(Dataset rows)
● ● ● ●

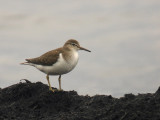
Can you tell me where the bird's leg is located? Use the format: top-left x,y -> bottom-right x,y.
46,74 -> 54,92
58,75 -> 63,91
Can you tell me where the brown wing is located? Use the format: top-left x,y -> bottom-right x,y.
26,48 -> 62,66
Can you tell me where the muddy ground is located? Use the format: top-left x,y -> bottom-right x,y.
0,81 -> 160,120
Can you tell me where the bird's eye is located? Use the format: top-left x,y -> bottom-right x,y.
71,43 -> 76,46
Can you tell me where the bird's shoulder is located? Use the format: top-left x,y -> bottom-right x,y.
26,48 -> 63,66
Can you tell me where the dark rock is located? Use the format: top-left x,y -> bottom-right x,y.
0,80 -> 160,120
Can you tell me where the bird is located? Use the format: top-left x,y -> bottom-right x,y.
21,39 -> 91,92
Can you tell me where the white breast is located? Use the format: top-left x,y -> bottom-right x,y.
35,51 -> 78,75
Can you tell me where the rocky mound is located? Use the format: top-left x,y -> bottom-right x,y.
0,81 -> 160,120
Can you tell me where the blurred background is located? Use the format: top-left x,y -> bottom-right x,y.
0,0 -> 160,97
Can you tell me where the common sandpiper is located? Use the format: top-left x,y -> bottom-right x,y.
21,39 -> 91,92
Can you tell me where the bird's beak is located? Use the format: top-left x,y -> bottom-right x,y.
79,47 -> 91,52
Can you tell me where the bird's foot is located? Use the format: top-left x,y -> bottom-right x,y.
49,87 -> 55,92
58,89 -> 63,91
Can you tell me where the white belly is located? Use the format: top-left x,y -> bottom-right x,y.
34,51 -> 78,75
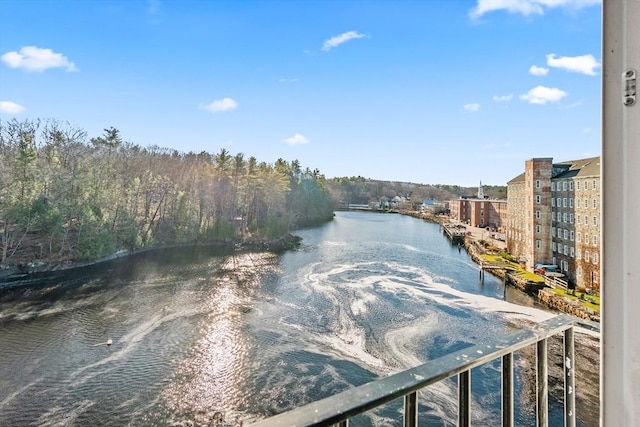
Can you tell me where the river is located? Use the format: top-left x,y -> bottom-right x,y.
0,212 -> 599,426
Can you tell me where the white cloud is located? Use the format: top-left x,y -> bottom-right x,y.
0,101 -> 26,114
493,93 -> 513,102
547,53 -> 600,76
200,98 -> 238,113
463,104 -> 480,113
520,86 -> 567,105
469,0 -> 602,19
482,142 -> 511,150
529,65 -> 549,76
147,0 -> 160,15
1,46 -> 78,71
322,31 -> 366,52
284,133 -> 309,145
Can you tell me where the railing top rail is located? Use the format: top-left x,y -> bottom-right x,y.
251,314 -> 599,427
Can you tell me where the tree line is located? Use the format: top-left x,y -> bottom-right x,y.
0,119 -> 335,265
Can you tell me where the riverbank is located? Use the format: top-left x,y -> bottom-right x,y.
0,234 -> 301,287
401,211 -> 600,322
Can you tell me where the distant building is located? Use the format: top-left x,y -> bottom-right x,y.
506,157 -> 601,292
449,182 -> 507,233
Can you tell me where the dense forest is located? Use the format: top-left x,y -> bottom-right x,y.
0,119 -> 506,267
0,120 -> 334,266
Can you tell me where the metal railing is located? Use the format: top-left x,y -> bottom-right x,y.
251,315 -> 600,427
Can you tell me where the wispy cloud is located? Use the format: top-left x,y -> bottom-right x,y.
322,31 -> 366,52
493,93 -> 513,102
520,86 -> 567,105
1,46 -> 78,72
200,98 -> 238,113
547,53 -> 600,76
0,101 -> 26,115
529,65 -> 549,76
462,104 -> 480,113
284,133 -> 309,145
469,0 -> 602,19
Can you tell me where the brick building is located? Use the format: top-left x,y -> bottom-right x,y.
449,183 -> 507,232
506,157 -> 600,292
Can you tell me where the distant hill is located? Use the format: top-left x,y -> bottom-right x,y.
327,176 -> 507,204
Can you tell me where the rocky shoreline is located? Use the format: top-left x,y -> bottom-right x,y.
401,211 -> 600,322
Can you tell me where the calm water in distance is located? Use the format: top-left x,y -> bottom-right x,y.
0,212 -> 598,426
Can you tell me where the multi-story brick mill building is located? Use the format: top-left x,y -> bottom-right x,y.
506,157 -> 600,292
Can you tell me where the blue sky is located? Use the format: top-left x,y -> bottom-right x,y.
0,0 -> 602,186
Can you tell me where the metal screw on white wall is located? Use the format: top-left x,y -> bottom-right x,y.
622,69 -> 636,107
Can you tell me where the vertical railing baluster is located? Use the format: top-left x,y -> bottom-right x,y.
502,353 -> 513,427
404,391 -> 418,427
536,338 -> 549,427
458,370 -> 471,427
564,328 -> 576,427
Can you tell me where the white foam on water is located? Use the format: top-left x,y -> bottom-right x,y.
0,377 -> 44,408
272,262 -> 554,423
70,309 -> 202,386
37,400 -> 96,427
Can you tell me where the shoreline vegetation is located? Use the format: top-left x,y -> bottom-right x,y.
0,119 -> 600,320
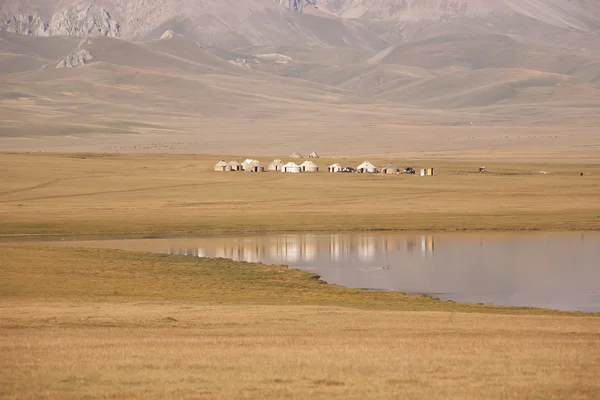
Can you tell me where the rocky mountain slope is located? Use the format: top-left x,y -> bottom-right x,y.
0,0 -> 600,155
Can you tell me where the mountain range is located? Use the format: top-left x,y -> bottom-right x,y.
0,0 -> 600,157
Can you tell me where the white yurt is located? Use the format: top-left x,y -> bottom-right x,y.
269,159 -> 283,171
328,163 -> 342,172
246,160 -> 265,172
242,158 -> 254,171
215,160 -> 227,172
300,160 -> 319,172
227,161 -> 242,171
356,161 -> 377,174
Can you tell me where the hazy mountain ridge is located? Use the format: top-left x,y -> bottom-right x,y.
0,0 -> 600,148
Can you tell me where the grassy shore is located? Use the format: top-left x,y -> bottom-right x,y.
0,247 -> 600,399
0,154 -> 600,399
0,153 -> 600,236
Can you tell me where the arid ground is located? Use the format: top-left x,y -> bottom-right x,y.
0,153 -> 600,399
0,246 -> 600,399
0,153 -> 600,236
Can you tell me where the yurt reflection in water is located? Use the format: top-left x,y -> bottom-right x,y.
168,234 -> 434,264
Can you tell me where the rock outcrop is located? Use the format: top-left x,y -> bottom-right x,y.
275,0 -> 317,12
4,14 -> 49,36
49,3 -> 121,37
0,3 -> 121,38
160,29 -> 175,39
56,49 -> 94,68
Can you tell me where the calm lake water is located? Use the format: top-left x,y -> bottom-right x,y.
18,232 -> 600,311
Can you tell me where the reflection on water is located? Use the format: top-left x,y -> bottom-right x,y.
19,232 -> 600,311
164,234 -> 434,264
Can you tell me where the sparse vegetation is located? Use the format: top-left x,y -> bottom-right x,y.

● ● ● ●

(Exercise details): Please find each line in the items above that contains the word "shoreline" and copy those lines out in full.

(The result):
Can you tell me where the rocky shoreline is located? Use the format: top-left x,y -> bottom-right x,y.
Can you tell me where the shoreline vegetation is located? Use the format: top-left x,y -> bottom-right x,y.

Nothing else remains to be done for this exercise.